[Dataset records on object locations]

+++

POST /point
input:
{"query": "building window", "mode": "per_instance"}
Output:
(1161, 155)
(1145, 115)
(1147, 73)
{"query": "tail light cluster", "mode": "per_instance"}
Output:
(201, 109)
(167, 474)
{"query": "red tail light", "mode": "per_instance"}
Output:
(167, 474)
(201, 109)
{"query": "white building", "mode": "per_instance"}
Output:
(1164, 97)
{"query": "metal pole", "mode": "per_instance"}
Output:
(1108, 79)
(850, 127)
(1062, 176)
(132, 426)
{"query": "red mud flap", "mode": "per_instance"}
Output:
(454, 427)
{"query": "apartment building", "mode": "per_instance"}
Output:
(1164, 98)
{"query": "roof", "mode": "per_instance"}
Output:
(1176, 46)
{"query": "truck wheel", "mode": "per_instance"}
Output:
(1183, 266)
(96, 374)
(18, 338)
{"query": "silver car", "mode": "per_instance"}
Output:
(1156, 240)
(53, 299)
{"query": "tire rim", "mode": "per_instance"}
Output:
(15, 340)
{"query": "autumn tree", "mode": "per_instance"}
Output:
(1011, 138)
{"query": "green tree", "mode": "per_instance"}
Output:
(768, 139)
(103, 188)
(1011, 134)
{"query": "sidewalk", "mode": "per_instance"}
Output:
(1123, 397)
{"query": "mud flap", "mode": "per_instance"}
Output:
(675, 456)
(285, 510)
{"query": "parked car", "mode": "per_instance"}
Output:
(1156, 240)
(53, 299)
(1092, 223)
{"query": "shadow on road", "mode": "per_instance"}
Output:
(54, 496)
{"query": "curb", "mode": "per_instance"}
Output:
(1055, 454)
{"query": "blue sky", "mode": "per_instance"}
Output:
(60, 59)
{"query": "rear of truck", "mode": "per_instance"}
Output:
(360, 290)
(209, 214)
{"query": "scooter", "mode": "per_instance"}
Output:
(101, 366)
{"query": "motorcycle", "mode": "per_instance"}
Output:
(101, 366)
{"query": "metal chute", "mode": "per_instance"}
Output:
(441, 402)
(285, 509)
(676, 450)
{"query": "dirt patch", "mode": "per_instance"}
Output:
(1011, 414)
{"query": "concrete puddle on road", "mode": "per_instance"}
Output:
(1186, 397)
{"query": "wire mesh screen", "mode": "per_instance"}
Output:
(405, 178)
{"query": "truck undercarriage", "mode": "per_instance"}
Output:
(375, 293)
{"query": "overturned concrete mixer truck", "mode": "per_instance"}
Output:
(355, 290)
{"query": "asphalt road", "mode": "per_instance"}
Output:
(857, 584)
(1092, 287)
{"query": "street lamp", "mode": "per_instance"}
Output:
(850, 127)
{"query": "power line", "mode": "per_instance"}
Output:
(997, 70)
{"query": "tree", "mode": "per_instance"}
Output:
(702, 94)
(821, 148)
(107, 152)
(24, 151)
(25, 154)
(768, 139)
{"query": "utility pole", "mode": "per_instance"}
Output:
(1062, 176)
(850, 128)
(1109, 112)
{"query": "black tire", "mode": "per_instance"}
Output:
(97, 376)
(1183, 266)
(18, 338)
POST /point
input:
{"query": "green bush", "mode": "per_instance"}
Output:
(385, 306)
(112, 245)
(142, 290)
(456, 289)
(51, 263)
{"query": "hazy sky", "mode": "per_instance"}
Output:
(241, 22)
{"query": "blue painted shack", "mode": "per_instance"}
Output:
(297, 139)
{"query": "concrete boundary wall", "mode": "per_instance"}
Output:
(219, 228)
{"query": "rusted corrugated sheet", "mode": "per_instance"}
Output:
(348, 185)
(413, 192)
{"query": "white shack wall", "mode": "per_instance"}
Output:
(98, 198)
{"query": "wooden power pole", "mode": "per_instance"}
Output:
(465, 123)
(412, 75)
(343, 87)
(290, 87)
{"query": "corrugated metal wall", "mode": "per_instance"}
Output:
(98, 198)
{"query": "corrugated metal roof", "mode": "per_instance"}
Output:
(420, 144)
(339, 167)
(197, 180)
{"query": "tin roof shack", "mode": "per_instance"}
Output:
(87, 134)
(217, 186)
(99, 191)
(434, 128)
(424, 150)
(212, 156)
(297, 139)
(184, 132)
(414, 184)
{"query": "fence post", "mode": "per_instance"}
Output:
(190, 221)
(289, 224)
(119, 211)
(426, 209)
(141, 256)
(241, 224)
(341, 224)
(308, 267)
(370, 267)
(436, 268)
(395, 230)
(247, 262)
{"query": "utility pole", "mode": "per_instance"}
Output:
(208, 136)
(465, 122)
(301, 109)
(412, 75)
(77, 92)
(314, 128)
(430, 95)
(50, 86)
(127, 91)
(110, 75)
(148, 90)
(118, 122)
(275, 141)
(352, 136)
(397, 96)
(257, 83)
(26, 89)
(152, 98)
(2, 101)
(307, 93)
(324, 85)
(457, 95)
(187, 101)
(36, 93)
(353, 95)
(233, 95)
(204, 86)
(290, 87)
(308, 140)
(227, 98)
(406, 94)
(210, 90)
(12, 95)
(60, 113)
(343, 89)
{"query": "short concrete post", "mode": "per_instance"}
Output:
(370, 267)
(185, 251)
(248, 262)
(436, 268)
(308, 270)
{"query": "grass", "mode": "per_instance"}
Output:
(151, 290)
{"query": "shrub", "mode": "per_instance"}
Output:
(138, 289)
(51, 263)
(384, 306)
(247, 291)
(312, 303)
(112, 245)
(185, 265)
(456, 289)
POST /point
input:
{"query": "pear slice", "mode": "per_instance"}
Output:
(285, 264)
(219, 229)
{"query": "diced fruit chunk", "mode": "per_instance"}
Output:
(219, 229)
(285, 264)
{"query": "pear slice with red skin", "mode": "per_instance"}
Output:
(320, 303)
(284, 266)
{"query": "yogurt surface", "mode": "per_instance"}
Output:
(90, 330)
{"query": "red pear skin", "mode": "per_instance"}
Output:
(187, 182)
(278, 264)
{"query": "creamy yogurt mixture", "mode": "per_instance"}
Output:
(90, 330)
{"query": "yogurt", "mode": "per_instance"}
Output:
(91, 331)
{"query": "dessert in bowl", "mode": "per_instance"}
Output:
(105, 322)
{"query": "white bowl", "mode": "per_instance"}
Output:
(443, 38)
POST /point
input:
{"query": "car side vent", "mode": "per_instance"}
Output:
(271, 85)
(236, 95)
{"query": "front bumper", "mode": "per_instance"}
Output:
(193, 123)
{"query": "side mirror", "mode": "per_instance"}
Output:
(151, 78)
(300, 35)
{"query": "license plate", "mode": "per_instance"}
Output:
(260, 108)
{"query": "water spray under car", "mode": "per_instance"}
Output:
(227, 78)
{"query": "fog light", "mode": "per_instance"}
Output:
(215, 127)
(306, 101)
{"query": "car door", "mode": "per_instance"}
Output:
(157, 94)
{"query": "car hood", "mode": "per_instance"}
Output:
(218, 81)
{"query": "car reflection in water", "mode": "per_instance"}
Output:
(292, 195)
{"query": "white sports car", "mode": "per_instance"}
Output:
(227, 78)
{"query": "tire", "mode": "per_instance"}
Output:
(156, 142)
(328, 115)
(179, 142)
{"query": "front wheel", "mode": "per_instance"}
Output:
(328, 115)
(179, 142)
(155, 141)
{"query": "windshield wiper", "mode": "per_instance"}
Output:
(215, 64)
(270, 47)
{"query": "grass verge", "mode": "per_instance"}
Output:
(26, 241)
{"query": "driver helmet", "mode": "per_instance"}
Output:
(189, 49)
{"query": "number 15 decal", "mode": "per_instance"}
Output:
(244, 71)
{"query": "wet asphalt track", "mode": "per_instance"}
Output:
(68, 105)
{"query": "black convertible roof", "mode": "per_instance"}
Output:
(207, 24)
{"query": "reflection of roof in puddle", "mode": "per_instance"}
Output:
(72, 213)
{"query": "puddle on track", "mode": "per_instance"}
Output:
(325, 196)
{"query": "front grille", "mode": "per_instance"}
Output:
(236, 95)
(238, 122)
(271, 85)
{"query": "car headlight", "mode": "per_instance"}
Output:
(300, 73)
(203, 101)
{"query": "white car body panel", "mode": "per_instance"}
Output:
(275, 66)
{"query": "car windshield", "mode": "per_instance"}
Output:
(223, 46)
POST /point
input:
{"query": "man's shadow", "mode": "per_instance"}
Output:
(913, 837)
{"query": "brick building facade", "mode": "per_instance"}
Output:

+++

- **What is required**:
Retype the stretch of the records from their very first line through the line containing "(1092, 287)", reproducing each line without any change.

- **Result for this exercise**:
POST /point
input:
{"query": "building window", "mode": "per_instance"}
Output:
(1161, 155)
(1145, 115)
(1147, 73)
{"query": "tail light cluster", "mode": "per_instance"}
Output:
(201, 109)
(167, 474)
{"query": "red tail light", "mode": "per_instance"}
Output:
(167, 474)
(201, 109)
{"query": "white building", "mode": "per_instance"}
Output:
(1164, 97)
{"query": "metal pole", "mode": "per_instance"}
Output:
(1108, 79)
(850, 127)
(1062, 176)
(132, 426)
{"query": "red mud flap", "mode": "per_instance"}
Output:
(454, 427)
{"query": "apartment building", "mode": "per_instance"}
Output:
(1164, 98)
{"query": "roof", "mode": "per_instance"}
Output:
(1176, 46)
{"query": "truck wheel", "mode": "per_instance"}
Output:
(1183, 266)
(96, 374)
(18, 338)
{"query": "silver car", "mode": "per_instance"}
Output:
(1156, 240)
(53, 299)
{"query": "tire rim", "mode": "per_instance"}
Output:
(15, 340)
{"query": "autumn tree", "mode": "per_instance"}
Output:
(1011, 138)
{"query": "green tree", "mode": "per_instance"}
Output:
(768, 139)
(103, 188)
(1011, 134)
{"query": "sidewalk", "mode": "per_instance"}
Output:
(1123, 397)
{"query": "mud flap", "mode": "per_instance"}
Output:
(675, 456)
(285, 510)
{"query": "parked car", "mode": "per_instance"}
Output:
(1156, 240)
(53, 299)
(1092, 223)
{"query": "shadow on road", "mode": "per_instance"}
Output:
(54, 496)
{"query": "curb", "mode": "per_instance"}
Output:
(1055, 454)
{"query": "blue sky", "mode": "per_instance"}
Output:
(60, 59)
{"query": "rear of truck", "mode": "per_instance"}
Output:
(360, 290)
(209, 214)
{"query": "scooter", "mode": "per_instance"}
Output:
(101, 366)
{"query": "motorcycle", "mode": "per_instance"}
Output:
(101, 366)
{"query": "metal chute", "mode": "per_instance"}
Output:
(441, 402)
(285, 509)
(676, 450)
{"query": "dirt patch", "mode": "per_instance"}
Output:
(1011, 414)
{"query": "concrete puddle on road", "mode": "per_instance"}
Output:
(1186, 397)
{"query": "wire mesh screen", "mode": "per_instance"}
Output:
(405, 178)
{"query": "truck undercarriage", "mode": "per_instance"}
Output:
(375, 293)
{"query": "overturned concrete mixer truck", "mode": "per_instance"}
Output:
(355, 290)
{"query": "asphalt road", "mode": "per_instance"}
Output:
(857, 584)
(1092, 287)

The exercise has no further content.